TASK REQUIREMENTS
Present every line of the material below as a Markdown table with the columns Row and Line, numbering the rows in order and omitting any blank lines.

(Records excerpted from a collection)
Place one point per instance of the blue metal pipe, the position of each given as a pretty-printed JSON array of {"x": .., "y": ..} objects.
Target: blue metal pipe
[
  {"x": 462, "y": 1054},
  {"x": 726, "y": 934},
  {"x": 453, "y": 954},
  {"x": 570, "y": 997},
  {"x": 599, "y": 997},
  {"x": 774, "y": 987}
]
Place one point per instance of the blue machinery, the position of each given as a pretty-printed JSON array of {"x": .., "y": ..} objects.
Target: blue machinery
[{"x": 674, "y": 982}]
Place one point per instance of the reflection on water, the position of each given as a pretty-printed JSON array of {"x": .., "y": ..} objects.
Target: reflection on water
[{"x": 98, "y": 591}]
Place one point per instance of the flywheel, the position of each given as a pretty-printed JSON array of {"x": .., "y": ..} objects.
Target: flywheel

ANSWER TO THE TASK
| Row | Line |
|---|---|
| 1 | Place one point per instance of the blue metal pipe, the position of each given as a pretty-printed JSON array of {"x": .., "y": ..} objects. |
| 2 | Target: blue metal pipe |
| 3 | [ |
| 4 |   {"x": 462, "y": 1054}, |
| 5 |   {"x": 726, "y": 934}, |
| 6 |   {"x": 453, "y": 954}, |
| 7 |   {"x": 570, "y": 997}, |
| 8 |   {"x": 599, "y": 997}, |
| 9 |   {"x": 774, "y": 987} |
| 10 | ] |
| 11 | Place one point per instance of the blue machinery, the position of each given as a pretty-printed JSON array of {"x": .., "y": ..} objects. |
| 12 | Target: blue machinery |
| 13 | [{"x": 674, "y": 982}] |
| 14 | Place one point per instance of the reflection on water, the position of each given as a pretty-printed JSON array of {"x": .., "y": ..} objects. |
| 15 | Target: reflection on water |
| 16 | [{"x": 98, "y": 591}] |
| 17 | Place one point per instance of the flywheel, the position of each given as a pretty-printed JSON array of {"x": .., "y": ..} objects. |
| 18 | Target: flywheel |